- [WHAT THE TASK ASKS] Select from the records below every line that has the word "bloom" in it.

- [RECORDS FOR THIS TASK]
________________________________________
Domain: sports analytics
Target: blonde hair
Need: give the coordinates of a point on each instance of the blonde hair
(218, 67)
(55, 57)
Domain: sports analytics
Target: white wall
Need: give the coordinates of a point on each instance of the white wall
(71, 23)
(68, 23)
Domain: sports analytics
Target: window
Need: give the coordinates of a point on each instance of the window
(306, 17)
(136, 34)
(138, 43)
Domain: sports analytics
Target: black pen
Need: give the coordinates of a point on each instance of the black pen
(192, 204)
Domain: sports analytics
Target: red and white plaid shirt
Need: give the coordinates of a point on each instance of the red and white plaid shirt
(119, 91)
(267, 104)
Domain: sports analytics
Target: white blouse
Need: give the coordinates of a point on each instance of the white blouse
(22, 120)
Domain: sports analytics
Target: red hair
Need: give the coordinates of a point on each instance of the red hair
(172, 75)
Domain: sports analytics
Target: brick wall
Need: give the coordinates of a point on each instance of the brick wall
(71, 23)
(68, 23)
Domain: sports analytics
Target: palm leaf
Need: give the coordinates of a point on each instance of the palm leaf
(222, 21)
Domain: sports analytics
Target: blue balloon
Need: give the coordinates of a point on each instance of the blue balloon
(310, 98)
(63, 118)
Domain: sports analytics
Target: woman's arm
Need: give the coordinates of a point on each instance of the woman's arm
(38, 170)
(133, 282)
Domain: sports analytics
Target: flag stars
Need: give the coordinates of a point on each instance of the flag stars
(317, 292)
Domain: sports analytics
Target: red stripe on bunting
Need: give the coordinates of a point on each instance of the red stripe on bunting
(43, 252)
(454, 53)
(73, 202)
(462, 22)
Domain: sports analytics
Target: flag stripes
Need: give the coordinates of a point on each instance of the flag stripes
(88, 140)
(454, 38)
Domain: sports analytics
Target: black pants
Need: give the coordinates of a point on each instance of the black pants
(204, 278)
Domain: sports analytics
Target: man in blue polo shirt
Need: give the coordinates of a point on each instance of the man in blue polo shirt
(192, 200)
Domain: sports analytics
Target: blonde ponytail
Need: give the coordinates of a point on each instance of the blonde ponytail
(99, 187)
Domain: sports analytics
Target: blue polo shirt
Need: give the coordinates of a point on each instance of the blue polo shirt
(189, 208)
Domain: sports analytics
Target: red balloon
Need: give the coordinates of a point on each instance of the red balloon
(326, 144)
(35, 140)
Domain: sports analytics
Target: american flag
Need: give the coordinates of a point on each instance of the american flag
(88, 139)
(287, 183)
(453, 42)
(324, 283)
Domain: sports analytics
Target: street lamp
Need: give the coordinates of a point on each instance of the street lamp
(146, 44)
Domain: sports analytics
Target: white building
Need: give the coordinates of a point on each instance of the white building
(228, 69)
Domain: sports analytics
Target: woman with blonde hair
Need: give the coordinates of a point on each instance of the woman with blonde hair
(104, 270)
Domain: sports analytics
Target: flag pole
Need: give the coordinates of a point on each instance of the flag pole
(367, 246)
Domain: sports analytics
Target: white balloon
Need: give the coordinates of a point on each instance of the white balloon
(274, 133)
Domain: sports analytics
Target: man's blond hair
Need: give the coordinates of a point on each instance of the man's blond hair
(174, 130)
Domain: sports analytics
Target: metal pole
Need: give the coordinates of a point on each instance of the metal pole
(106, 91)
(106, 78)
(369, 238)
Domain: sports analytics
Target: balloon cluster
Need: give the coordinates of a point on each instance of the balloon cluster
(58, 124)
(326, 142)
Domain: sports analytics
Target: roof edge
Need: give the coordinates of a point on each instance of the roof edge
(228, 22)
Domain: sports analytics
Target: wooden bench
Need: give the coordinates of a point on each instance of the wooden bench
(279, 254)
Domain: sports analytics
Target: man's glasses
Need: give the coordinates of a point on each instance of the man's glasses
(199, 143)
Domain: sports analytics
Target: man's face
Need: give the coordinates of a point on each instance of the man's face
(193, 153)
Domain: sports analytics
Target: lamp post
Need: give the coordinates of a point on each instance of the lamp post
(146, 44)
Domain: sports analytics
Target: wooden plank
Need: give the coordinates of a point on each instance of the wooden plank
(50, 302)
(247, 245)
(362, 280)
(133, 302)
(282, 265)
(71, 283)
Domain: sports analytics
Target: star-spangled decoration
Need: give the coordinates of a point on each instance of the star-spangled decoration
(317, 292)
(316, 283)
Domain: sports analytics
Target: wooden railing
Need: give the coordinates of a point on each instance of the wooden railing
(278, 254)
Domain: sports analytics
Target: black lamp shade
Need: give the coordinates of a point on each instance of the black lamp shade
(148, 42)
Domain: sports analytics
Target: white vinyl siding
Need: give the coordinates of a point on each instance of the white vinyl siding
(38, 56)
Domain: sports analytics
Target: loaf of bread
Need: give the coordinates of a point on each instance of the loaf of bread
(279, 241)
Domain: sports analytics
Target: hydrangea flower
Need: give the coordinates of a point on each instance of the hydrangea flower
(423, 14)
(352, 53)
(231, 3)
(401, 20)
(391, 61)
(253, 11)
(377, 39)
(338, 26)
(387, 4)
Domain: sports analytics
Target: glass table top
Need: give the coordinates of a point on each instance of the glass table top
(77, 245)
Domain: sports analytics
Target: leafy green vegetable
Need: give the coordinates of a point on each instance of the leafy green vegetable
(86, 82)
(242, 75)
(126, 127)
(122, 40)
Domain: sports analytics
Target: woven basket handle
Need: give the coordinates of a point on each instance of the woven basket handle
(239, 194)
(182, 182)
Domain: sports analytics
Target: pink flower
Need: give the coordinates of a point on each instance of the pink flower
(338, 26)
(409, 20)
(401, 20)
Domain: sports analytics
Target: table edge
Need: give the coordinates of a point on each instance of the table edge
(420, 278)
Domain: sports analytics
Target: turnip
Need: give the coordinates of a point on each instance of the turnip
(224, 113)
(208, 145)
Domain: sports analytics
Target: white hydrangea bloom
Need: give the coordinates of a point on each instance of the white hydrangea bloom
________________________________________
- [REPLY TO THE EXERCISE]
Target: white hydrangea bloom
Need: give the coordinates of a point on each instance of the white hydrangea bloom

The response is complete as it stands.